Point labeling examples
☆ ☆ ☆ ☆

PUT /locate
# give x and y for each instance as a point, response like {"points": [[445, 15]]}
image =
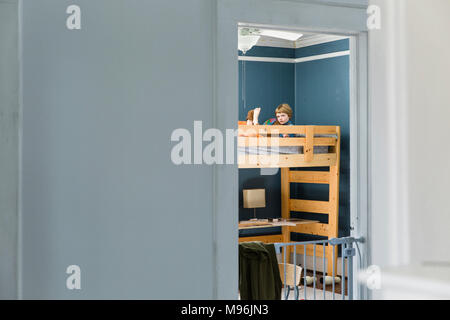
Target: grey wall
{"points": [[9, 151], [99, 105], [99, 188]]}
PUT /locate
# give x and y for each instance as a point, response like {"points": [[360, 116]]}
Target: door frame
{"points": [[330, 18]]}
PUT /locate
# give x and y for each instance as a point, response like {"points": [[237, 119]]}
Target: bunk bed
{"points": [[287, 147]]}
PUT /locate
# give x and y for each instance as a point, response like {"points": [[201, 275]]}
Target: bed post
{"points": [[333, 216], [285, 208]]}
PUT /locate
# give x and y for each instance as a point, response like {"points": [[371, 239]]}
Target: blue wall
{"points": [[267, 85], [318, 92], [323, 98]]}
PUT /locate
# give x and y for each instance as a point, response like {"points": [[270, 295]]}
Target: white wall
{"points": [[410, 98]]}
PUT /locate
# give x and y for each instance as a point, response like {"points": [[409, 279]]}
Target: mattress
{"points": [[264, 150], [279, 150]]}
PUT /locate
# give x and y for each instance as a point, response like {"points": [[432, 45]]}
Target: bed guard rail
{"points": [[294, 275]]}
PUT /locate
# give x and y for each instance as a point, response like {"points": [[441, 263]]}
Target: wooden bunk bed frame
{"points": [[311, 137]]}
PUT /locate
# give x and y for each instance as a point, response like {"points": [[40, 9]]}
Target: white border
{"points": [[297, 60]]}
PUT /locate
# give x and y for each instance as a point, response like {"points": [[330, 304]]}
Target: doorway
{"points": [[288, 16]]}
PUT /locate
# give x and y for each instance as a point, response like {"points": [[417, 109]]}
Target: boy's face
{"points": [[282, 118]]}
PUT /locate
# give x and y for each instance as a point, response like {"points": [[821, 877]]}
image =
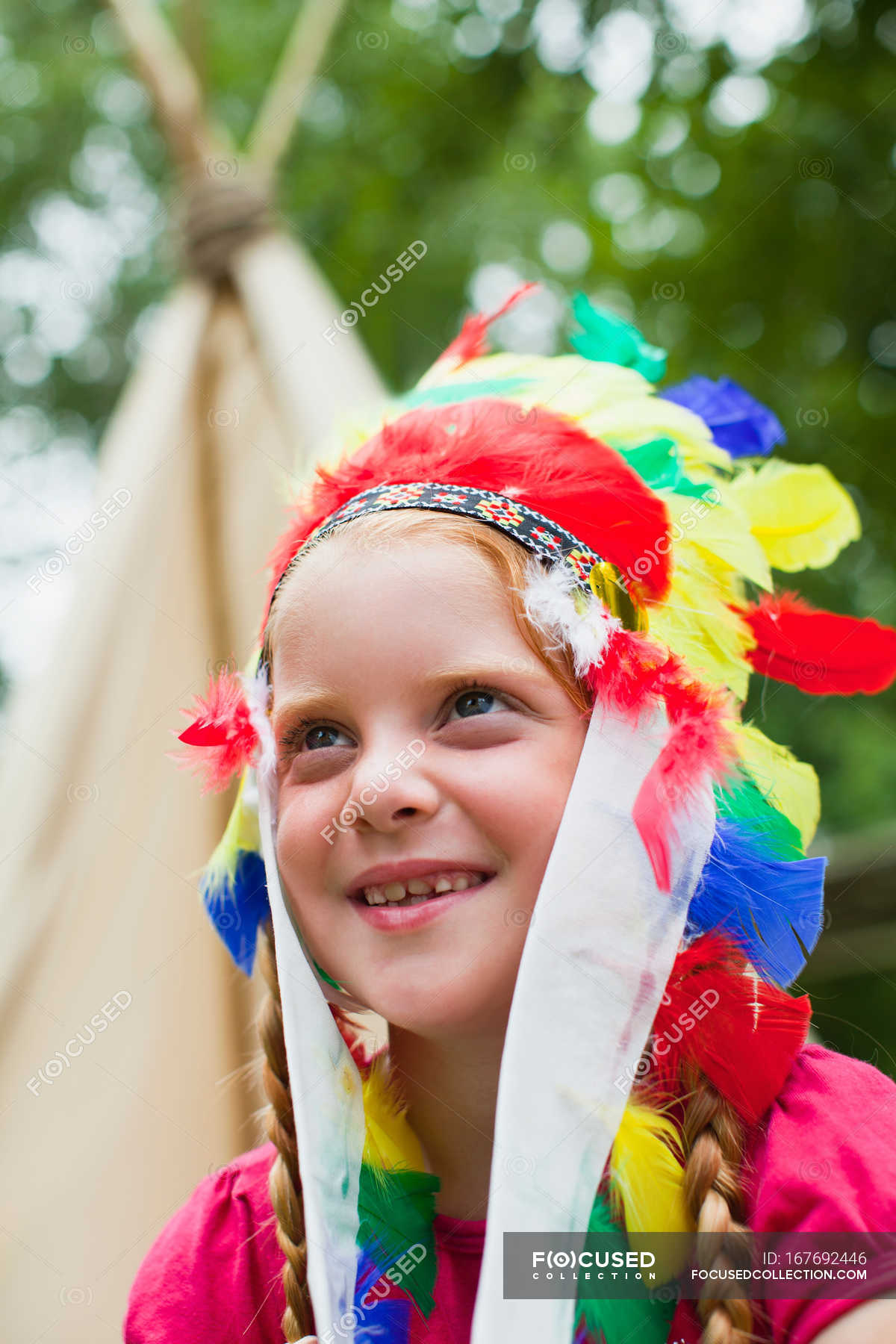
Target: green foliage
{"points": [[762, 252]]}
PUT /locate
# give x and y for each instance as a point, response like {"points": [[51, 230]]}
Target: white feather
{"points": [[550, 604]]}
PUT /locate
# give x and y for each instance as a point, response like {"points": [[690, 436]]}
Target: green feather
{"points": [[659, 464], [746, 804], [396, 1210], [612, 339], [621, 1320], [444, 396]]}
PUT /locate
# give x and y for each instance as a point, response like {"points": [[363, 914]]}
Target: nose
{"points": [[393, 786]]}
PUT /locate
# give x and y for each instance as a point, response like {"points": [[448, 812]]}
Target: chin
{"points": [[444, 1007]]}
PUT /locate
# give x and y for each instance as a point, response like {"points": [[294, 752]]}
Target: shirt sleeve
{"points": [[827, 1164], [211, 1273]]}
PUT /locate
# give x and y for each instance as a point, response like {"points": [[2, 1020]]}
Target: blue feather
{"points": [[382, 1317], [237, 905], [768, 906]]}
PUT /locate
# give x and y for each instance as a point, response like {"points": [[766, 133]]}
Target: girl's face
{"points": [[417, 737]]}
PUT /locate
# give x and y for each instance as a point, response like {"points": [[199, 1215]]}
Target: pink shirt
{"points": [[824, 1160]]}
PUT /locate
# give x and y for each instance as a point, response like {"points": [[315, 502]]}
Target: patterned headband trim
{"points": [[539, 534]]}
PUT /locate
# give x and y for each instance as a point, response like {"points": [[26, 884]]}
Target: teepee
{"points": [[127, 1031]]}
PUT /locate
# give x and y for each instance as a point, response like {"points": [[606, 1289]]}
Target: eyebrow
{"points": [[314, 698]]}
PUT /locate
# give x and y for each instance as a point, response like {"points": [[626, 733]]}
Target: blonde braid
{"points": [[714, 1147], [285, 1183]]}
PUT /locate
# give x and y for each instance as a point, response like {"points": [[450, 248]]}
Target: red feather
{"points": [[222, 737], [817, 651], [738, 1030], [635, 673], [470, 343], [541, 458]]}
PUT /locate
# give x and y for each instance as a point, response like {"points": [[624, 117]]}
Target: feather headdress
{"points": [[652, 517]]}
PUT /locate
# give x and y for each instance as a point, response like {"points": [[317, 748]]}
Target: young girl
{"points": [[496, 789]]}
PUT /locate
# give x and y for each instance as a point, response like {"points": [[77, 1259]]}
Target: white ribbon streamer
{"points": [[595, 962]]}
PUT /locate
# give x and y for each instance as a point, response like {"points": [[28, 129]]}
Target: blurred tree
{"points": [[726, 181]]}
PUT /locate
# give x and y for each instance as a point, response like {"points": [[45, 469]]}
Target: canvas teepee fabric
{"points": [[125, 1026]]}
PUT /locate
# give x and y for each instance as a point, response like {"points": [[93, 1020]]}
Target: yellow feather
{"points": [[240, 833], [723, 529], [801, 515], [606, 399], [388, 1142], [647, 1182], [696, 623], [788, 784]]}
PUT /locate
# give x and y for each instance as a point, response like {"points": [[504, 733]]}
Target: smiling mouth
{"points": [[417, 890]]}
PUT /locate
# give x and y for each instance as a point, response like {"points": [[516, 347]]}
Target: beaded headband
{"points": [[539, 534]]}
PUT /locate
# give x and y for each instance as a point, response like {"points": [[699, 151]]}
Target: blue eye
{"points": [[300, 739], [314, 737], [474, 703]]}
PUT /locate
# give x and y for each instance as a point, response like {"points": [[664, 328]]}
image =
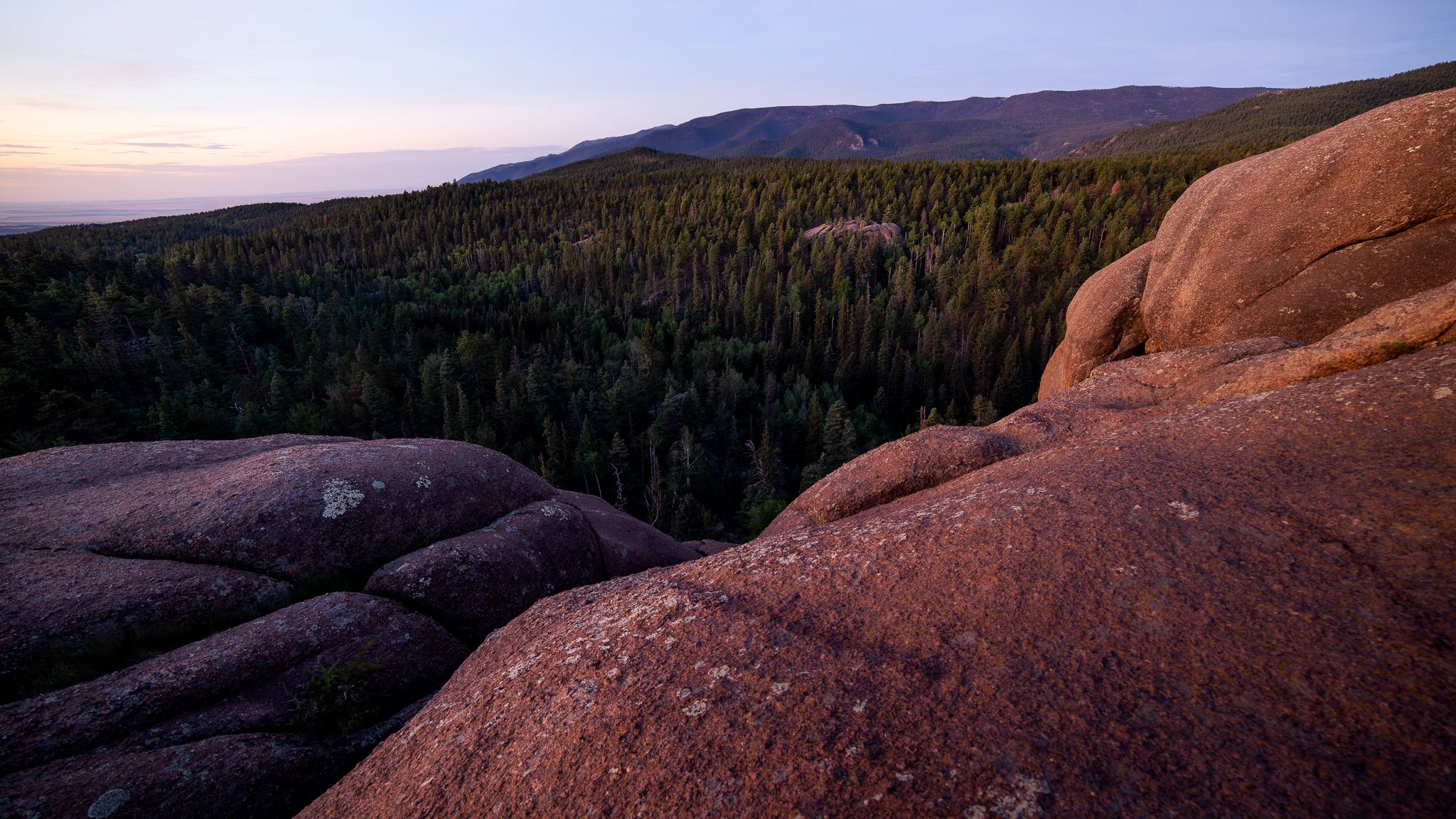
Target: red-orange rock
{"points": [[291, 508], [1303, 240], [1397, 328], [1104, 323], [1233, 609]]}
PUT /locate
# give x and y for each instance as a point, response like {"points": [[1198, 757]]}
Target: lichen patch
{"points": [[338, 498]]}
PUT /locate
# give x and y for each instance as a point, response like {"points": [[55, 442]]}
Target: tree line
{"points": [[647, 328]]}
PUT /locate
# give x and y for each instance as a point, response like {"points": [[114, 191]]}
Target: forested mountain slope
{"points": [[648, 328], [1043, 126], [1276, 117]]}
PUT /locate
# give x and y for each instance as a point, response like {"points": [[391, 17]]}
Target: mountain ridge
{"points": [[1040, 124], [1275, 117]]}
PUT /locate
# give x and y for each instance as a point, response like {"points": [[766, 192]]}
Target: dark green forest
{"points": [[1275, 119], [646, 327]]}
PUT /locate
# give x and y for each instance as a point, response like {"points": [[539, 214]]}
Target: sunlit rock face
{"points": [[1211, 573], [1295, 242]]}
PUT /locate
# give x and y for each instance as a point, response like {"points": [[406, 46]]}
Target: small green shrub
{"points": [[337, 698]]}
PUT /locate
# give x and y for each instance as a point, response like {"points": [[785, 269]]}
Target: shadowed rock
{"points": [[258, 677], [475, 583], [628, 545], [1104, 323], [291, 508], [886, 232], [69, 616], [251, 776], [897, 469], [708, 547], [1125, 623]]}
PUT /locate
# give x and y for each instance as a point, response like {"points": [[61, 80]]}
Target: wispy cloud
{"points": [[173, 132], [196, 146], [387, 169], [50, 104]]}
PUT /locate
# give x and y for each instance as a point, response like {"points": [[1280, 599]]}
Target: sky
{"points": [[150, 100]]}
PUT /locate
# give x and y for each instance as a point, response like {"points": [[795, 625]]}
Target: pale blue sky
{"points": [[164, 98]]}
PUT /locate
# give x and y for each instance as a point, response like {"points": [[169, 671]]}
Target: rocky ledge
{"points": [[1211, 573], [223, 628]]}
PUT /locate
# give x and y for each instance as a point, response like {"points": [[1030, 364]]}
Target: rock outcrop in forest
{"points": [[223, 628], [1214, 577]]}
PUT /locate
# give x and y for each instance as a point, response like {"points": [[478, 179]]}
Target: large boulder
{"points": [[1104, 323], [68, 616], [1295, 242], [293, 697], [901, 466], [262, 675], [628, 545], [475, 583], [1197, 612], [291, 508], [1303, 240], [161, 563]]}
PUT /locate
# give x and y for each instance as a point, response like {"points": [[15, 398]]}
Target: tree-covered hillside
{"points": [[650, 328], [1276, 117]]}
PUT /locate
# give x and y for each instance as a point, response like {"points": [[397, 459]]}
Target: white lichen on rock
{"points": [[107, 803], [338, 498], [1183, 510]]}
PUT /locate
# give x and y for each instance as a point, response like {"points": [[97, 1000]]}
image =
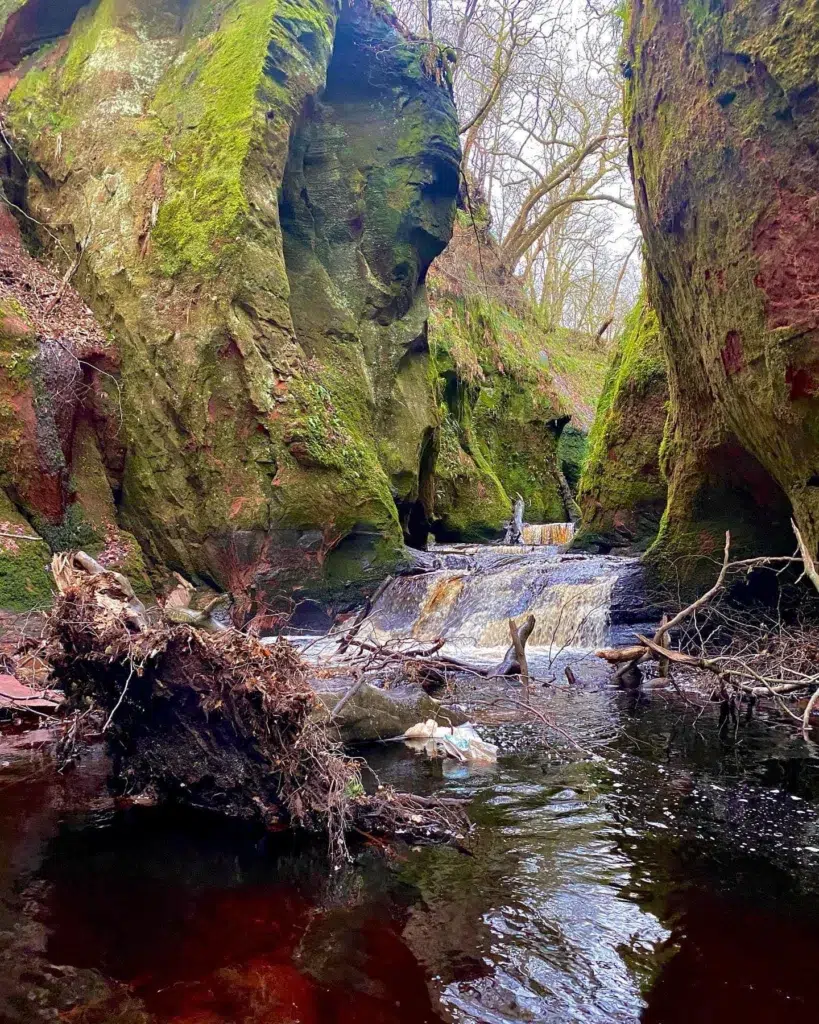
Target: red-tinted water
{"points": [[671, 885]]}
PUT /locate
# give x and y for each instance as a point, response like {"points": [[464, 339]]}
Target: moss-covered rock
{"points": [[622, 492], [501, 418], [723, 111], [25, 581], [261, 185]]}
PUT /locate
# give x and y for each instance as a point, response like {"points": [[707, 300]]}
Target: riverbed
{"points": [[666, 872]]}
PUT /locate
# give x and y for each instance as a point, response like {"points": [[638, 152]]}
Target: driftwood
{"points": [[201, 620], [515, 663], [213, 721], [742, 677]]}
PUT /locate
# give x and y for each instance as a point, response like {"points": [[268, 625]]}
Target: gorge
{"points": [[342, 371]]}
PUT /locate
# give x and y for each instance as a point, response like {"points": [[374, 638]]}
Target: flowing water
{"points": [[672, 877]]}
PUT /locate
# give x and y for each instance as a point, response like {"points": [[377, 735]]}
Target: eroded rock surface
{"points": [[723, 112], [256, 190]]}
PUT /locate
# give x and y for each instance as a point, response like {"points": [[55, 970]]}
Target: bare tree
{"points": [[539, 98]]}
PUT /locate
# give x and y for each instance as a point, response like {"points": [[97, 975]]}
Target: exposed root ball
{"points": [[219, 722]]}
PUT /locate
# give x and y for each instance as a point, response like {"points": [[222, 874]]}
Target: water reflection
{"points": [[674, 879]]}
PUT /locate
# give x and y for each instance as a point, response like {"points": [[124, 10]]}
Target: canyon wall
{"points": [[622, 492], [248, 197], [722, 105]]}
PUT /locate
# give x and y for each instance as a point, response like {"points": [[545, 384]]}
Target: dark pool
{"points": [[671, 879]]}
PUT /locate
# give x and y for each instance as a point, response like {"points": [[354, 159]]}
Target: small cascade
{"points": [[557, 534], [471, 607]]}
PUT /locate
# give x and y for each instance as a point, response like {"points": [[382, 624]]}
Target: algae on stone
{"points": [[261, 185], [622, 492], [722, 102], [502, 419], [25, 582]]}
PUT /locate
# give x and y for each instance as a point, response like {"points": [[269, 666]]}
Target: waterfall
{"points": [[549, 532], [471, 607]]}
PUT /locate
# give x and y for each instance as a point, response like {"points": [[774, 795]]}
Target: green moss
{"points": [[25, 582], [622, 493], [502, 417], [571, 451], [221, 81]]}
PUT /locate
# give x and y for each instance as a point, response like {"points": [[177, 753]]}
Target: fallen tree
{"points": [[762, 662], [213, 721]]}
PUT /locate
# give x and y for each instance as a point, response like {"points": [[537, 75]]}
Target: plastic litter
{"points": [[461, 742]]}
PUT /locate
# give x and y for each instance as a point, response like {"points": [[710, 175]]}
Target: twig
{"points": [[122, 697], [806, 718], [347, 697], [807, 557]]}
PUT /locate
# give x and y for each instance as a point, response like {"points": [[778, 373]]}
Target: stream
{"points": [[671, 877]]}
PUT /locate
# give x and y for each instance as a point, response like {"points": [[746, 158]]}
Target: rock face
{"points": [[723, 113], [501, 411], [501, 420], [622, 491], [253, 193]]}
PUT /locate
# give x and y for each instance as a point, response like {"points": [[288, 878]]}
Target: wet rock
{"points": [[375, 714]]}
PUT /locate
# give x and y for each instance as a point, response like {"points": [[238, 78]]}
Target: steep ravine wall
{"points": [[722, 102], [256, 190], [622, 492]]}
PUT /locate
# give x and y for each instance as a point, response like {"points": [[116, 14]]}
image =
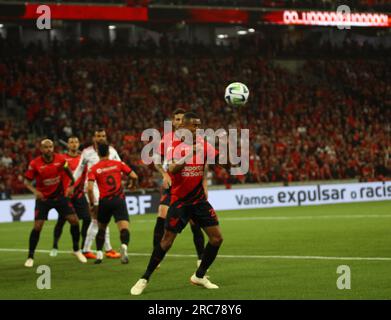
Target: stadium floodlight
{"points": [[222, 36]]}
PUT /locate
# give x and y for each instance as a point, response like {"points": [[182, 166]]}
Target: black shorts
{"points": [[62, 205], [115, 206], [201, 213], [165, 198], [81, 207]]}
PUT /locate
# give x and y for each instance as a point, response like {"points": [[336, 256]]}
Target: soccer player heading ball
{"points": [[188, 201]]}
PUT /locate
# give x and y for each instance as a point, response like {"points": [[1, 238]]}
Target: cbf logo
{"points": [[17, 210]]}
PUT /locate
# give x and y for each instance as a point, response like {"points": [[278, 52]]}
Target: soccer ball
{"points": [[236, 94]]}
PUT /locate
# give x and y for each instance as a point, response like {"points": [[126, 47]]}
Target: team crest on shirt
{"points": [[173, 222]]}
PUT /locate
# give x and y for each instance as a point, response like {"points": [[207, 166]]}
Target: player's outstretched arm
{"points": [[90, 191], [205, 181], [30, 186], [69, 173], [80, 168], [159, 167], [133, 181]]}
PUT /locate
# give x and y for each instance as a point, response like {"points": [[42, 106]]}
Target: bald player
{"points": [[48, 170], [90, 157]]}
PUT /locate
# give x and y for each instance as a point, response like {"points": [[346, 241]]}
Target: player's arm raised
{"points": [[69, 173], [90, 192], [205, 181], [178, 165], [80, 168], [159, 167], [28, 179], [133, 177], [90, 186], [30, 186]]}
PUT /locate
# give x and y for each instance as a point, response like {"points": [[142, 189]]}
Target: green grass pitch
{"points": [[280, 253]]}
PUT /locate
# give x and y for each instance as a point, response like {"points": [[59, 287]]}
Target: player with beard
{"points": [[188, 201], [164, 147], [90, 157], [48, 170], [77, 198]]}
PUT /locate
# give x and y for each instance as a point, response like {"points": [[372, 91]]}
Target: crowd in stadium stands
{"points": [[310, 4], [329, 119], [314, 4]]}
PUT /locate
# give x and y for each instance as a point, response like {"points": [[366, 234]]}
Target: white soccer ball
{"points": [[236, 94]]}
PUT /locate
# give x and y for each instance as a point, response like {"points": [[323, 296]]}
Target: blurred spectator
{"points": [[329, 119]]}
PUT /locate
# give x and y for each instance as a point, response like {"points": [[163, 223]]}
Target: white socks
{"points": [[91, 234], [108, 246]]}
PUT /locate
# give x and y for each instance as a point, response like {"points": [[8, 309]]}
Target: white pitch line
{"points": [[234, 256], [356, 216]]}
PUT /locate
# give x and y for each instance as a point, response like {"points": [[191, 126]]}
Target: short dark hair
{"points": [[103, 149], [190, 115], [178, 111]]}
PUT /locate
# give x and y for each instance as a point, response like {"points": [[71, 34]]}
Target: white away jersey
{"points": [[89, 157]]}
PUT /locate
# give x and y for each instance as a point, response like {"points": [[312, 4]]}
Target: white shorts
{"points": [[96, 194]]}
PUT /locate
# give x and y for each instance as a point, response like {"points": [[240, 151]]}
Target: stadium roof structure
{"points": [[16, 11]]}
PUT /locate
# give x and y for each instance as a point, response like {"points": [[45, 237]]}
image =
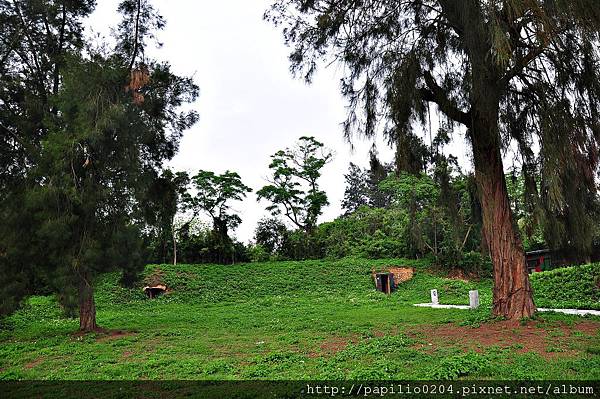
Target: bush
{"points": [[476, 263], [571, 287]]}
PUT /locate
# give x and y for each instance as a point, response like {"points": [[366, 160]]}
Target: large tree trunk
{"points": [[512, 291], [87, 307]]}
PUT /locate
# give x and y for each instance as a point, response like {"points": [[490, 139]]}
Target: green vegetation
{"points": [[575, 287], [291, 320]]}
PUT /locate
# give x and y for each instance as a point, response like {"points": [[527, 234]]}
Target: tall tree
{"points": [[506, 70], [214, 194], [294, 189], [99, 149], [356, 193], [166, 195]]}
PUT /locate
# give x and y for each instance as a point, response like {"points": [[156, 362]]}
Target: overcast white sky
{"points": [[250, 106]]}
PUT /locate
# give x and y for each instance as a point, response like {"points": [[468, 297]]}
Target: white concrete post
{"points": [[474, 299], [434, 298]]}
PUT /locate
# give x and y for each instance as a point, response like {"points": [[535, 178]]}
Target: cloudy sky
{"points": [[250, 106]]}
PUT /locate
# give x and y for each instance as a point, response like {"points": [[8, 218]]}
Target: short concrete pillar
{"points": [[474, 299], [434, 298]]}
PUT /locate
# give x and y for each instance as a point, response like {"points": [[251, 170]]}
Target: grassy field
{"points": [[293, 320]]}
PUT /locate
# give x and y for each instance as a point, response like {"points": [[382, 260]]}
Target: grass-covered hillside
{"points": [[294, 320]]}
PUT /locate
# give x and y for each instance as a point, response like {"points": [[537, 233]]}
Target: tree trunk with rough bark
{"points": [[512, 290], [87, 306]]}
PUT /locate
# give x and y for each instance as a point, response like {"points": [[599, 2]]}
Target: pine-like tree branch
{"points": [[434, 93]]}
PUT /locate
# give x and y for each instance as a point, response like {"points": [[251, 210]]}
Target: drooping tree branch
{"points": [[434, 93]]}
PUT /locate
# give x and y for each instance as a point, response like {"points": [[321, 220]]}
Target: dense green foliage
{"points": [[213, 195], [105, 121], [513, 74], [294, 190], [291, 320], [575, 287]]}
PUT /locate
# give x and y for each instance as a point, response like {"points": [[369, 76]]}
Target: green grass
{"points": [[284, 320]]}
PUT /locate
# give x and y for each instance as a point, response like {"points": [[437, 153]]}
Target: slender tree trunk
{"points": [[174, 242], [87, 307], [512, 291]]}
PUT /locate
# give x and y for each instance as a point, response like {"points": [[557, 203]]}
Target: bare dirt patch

☆ ☆ ☆ ☆

# [SET TASK]
Find every line in the rows above that contains the word "feather" and copy each one.

# [SOLVED PROBLEM]
Target: white feather
Target: green feather
Target: blue feather
Target: red feather
Target: feather headdress
Target: yellow feather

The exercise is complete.